(Beginning of Supplied records)

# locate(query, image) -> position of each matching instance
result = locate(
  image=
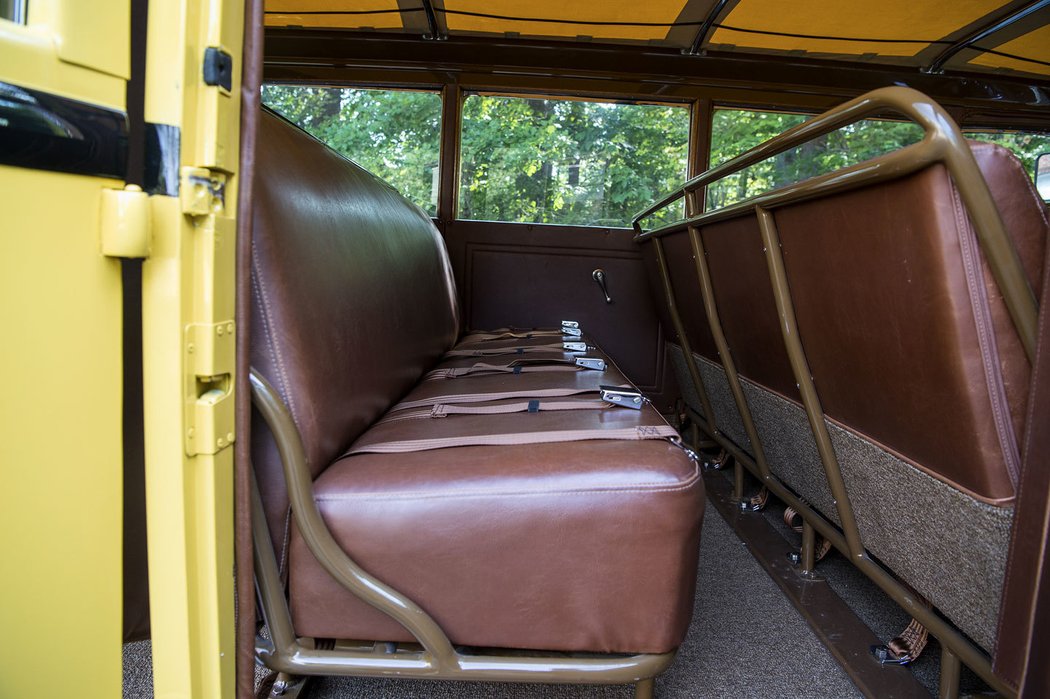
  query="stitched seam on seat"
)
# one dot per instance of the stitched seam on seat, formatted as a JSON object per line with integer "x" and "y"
{"x": 986, "y": 339}
{"x": 286, "y": 544}
{"x": 271, "y": 341}
{"x": 634, "y": 488}
{"x": 1029, "y": 432}
{"x": 1029, "y": 185}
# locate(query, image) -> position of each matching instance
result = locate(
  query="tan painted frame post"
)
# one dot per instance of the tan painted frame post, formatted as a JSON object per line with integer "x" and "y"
{"x": 943, "y": 143}
{"x": 709, "y": 425}
{"x": 725, "y": 353}
{"x": 803, "y": 377}
{"x": 437, "y": 659}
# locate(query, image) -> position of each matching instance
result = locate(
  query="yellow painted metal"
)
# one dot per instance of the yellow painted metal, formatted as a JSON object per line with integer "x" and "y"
{"x": 81, "y": 25}
{"x": 29, "y": 58}
{"x": 1034, "y": 44}
{"x": 188, "y": 295}
{"x": 887, "y": 19}
{"x": 61, "y": 460}
{"x": 289, "y": 16}
{"x": 663, "y": 12}
{"x": 124, "y": 224}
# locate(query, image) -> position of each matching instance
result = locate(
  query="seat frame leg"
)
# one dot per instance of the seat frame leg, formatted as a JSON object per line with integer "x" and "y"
{"x": 950, "y": 669}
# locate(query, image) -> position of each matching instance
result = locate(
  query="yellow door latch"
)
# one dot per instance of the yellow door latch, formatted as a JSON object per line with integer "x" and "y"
{"x": 210, "y": 355}
{"x": 125, "y": 223}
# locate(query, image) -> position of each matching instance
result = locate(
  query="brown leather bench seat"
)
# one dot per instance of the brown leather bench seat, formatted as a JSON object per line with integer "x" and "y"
{"x": 553, "y": 543}
{"x": 917, "y": 364}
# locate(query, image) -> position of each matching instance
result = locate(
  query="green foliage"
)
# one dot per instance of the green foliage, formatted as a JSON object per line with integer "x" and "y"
{"x": 737, "y": 130}
{"x": 1026, "y": 146}
{"x": 392, "y": 133}
{"x": 567, "y": 162}
{"x": 572, "y": 162}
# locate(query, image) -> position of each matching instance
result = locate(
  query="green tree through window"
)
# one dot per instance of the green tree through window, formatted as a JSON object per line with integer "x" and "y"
{"x": 395, "y": 134}
{"x": 567, "y": 162}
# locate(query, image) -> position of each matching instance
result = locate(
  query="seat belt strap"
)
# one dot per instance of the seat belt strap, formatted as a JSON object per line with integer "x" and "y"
{"x": 494, "y": 352}
{"x": 510, "y": 335}
{"x": 533, "y": 405}
{"x": 519, "y": 366}
{"x": 482, "y": 398}
{"x": 550, "y": 437}
{"x": 483, "y": 368}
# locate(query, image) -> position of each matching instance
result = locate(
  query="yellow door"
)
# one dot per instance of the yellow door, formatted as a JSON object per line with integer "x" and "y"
{"x": 62, "y": 121}
{"x": 192, "y": 107}
{"x": 67, "y": 217}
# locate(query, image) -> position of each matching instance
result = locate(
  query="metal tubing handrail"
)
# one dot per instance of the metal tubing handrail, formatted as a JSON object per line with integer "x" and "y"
{"x": 941, "y": 630}
{"x": 323, "y": 546}
{"x": 438, "y": 659}
{"x": 942, "y": 143}
{"x": 803, "y": 378}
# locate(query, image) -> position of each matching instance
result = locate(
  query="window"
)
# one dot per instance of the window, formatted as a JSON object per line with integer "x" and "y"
{"x": 1027, "y": 146}
{"x": 395, "y": 134}
{"x": 567, "y": 162}
{"x": 737, "y": 130}
{"x": 13, "y": 9}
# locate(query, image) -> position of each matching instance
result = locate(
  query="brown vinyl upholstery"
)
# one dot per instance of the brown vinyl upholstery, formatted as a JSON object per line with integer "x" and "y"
{"x": 575, "y": 546}
{"x": 915, "y": 358}
{"x": 907, "y": 336}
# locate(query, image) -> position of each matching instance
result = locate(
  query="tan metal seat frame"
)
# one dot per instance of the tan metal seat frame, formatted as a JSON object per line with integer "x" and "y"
{"x": 436, "y": 658}
{"x": 943, "y": 143}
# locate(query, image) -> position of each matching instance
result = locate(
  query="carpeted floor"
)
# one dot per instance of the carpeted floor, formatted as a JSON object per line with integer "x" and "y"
{"x": 880, "y": 613}
{"x": 746, "y": 640}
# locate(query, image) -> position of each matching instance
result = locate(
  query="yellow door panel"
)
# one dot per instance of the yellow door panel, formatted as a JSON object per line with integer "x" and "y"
{"x": 60, "y": 440}
{"x": 56, "y": 54}
{"x": 61, "y": 364}
{"x": 188, "y": 306}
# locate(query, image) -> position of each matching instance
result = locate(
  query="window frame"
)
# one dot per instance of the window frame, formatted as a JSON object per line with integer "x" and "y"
{"x": 463, "y": 92}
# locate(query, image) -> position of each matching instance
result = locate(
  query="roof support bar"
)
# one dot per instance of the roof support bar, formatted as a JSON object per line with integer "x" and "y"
{"x": 432, "y": 22}
{"x": 709, "y": 22}
{"x": 984, "y": 33}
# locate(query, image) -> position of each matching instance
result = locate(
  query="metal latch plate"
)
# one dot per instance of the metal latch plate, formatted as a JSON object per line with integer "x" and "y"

(End of Supplied records)

Aim of the exercise: Within the entries above, report how many lines contain the word "plate"; the figure is all that is wanted.

Reply to the exercise: 2